- [Work instructions] Each record that comes next should be output exactly; pictures do not belong in the copy.
==== Study material
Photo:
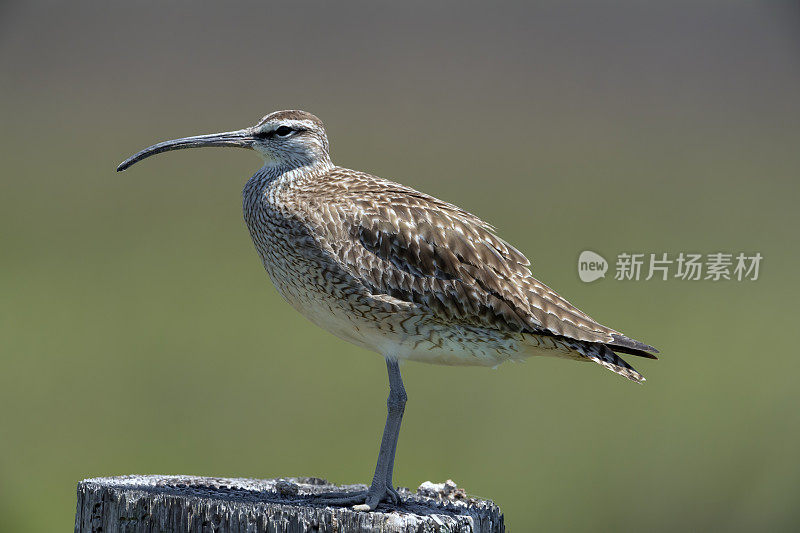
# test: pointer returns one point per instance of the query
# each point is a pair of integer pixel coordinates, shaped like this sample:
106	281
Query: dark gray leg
381	488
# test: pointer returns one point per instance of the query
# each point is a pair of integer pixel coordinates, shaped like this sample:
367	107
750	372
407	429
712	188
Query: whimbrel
397	271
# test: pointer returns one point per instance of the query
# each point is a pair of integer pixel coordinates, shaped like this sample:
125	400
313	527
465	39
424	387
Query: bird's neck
278	174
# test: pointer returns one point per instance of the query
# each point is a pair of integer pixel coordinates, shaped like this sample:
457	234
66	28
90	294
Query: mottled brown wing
414	247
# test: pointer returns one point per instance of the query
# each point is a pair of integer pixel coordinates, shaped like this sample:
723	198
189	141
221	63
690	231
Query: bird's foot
364	500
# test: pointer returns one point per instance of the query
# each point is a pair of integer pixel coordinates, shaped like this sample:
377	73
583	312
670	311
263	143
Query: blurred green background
140	334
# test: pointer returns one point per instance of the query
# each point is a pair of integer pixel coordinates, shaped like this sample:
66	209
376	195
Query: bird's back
419	266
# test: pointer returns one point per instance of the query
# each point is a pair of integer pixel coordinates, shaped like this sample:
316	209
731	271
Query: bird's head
285	139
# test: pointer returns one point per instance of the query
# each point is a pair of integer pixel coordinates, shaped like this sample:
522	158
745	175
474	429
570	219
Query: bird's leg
381	488
396	404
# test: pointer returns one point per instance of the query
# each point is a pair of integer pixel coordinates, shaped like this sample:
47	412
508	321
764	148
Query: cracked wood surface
202	504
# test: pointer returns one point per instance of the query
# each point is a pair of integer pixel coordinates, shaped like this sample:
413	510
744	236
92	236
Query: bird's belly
334	301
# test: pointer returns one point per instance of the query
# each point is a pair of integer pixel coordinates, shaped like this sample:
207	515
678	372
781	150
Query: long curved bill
239	139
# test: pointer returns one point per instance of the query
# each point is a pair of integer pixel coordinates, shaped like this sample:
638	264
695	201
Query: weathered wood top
188	503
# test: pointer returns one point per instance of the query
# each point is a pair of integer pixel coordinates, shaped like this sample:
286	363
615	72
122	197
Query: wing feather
403	243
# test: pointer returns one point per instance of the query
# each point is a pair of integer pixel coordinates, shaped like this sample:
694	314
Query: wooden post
201	504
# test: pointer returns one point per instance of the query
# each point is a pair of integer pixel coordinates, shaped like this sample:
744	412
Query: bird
396	271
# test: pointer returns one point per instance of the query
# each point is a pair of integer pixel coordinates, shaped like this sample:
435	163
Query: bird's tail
603	355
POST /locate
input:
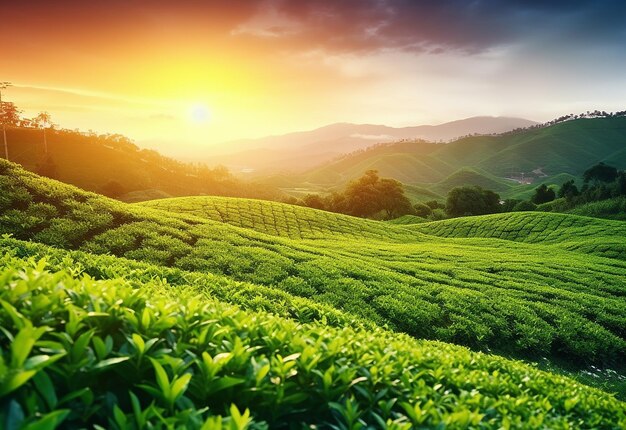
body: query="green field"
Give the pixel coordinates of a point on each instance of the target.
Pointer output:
(548, 288)
(138, 352)
(558, 152)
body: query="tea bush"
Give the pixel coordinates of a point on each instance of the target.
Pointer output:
(78, 352)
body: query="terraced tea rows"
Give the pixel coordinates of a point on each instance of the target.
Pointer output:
(80, 353)
(523, 299)
(599, 237)
(280, 219)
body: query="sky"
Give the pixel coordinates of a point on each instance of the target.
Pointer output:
(185, 77)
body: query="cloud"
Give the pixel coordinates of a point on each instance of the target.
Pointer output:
(432, 26)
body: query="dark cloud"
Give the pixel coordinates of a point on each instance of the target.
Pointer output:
(434, 25)
(346, 25)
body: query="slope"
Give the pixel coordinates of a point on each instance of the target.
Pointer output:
(515, 298)
(191, 361)
(92, 162)
(583, 234)
(468, 177)
(542, 152)
(297, 152)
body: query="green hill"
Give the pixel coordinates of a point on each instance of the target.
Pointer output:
(584, 234)
(408, 162)
(523, 299)
(540, 154)
(611, 209)
(567, 147)
(280, 219)
(92, 162)
(158, 357)
(466, 176)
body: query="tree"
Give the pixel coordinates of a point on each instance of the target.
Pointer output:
(524, 205)
(42, 121)
(568, 190)
(600, 173)
(472, 200)
(48, 168)
(370, 195)
(314, 201)
(422, 210)
(112, 189)
(543, 194)
(4, 117)
(621, 183)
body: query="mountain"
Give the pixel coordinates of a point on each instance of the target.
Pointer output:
(113, 165)
(302, 150)
(523, 157)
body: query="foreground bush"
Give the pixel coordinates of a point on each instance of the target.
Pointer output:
(79, 352)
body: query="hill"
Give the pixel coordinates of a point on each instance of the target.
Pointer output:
(611, 209)
(279, 219)
(151, 353)
(303, 150)
(467, 176)
(600, 237)
(113, 165)
(523, 299)
(536, 155)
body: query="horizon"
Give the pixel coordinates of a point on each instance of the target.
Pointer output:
(184, 79)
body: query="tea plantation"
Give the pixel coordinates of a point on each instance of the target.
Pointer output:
(528, 300)
(129, 353)
(305, 280)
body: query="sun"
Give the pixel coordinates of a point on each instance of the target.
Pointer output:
(200, 114)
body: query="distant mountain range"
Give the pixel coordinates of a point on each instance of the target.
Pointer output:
(296, 152)
(510, 163)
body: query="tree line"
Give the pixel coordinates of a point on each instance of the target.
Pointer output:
(371, 196)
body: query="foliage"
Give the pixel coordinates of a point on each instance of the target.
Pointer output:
(524, 205)
(472, 200)
(81, 353)
(365, 197)
(568, 190)
(397, 275)
(600, 173)
(422, 210)
(543, 194)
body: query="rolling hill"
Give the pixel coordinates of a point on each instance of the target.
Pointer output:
(271, 315)
(550, 154)
(501, 295)
(93, 162)
(296, 152)
(196, 362)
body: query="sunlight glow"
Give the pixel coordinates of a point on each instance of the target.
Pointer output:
(200, 114)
========
- [Output for this exercise]
Photo:
# test: pointer returns one point per instance of the query
# each point is a pair of integer pixel coordinates, shaped like this sample:
106	281
Query: dark gray leg
381	488
# test: pointer returns one point per instance of the query
# each point is a pair of integer pixel coordinates, shaped like this sample:
367	107
750	372
407	429
712	188
Query: whimbrel
397	271
# test: pointer returns one point per instance of the query
# each point is a pair of integer pixel coordinates, shaped like this sample:
125	400
313	527
465	39
424	387
Query: bird's neck
278	174
# test: pointer returns one point per instance of the query
# each point is a pair of integer pixel coordinates, shaped like this sample:
457	234
66	28
90	294
Query: mottled brown wing
414	247
# test: pointer returns one point per instance of the query
# each point is a pair of integer pixel coordinates, shaped like this sample:
723	198
189	141
221	63
690	231
Query: bird's foot
364	500
# test: pointer returns one point per instance of the query
# each point is a pair of integer pixel coordinates, shaped like this sample:
377	73
583	312
670	311
263	143
Query: blurred green background
140	334
# test: pointer returns one point per instance of the query
# each point is a pair of integer pixel coordinates, shaped like this sample:
66	209
376	195
Query: bird's back
419	266
# test: pointer returns one point per instance of the query
# each point is a pair of integer pixel coordinates, shaped like this sample:
316	209
731	271
Query: bird's head
285	139
# test: pointer returns one point per instance of the query
# each point is a pair of integer pixel coordinates, shaped like this sample:
522	158
745	175
474	429
570	219
Query: bird's leg
381	488
396	404
# test: pointer returns one point per instance of the query
# each point is a pair of integer pixel coordinates, shaped like this sample:
47	412
508	321
764	148
Query: cracked wood surface
202	504
# test: pointer returns one point per instance of the query
# each point is a pair of integer pixel coordinates, shaped like this sample:
413	510
744	236
92	236
Query: bird's belly
334	301
# test: pointer returns one point per instance of the query
# each point is a pair of integer pixel coordinates, shaped like this sample:
207	515
678	372
781	150
Query: long curved bill
239	139
# test: pointer returns one point per instance of the query
# each point is a pair of integer pixel coordinates, shaped like this sample:
638	264
695	201
Query: weathered wood top
188	503
# test: pointer returns one point per instance of the query
# each point is a pair of integer pixel coordinates, shaped like this sample:
286	363
615	72
122	197
Query: wing feather
403	243
# test: pointer returns one point per instance of the query
# each point is a pair of integer pixel coordinates, shaped like this sample:
694	314
Query: wooden post
201	504
# test: pointer returns one point per instance of the query
# each point is a pair of integer pixel coordinates, shaped like this sample:
744	412
Query: bird
396	271
# test: pointer returns one point per instance of the query
# each point is a pair of integer pixel coordinates, shaped like this sample:
435	163
Query: bird's tail
603	355
POST /locate
input:
body: query="green field"
Give the pixel coordinates of a point on each instance of the target.
Pointer output:
(548, 288)
(138, 352)
(558, 152)
body: query="tea bush"
Give the pixel coordinates of a point on each instance of the target.
Pointer output:
(78, 352)
body: query="terraced tea rows"
Give the pixel coordinates of a point on each instance of the target.
Pointer output:
(80, 353)
(523, 299)
(599, 237)
(280, 219)
body: query="sky"
Give the pixel coordinates of a point on each instance of the target.
Pointer output:
(185, 77)
body: query="cloud"
Give the pixel coordinates of a point on each instance of the target.
Pointer output:
(432, 26)
body: query="dark cloud"
Give the pixel coordinates of a point on each instance of the target.
Pointer output:
(434, 25)
(346, 25)
body: query="slope"
Give the pixel coordinates of a point on each instance of the target.
Pointer output:
(515, 298)
(191, 361)
(92, 162)
(583, 234)
(468, 177)
(542, 152)
(297, 152)
body: query="green hill"
Give the pixel coordinates of a point on each instance of the target.
Pointer output:
(584, 234)
(408, 162)
(523, 299)
(540, 154)
(611, 209)
(567, 147)
(280, 219)
(92, 162)
(158, 357)
(466, 176)
body: query="tree"
Give the pixel coordinates of a point on each instance of the target.
Pointer output:
(524, 205)
(42, 121)
(568, 190)
(600, 173)
(472, 200)
(48, 168)
(370, 195)
(314, 201)
(422, 210)
(112, 189)
(543, 194)
(4, 117)
(621, 183)
body: query="mountain"
Give the pixel coordinates of a point on each instance of the target.
Pointer output:
(113, 165)
(302, 150)
(523, 157)
body: query="foreground bush"
Give the pixel coordinates of a point on each instance of the target.
Pointer output:
(79, 352)
body: query="hill"
Give the pixel coordinates of a point on each instance of the target.
Pointer output:
(611, 209)
(279, 219)
(151, 353)
(303, 150)
(467, 176)
(600, 237)
(113, 165)
(523, 299)
(536, 155)
body: query="horizon"
Give the pixel coordinates of a point on each instance of the target.
Pointer output:
(184, 79)
body: query="tea plantation"
Give the pixel coordinates of a point on each instance of the target.
Pointer output:
(528, 300)
(129, 353)
(305, 280)
body: query="sun"
Give the pixel coordinates of a point on each instance of the target.
Pointer output:
(200, 114)
body: query="distant mountain range"
Give the pixel coordinates of a point on each instance of the target.
Pointer output:
(296, 152)
(510, 163)
body: query="tree line"
Give the pixel coordinates of a point on each instance of the target.
Pointer output:
(371, 196)
body: query="foliage"
Give the pixel coordinates of a point on each instance of the target.
Pointer output:
(524, 205)
(472, 200)
(81, 353)
(365, 197)
(568, 190)
(397, 275)
(600, 173)
(422, 210)
(543, 194)
body: query="rolling hill"
Give the pixel coordinates of a point on each instance of the target.
Pointer output:
(271, 315)
(550, 154)
(501, 295)
(93, 162)
(296, 152)
(196, 362)
body: query="sunlight glow"
Give the pixel coordinates of a point on each instance of the target.
Pointer output:
(200, 114)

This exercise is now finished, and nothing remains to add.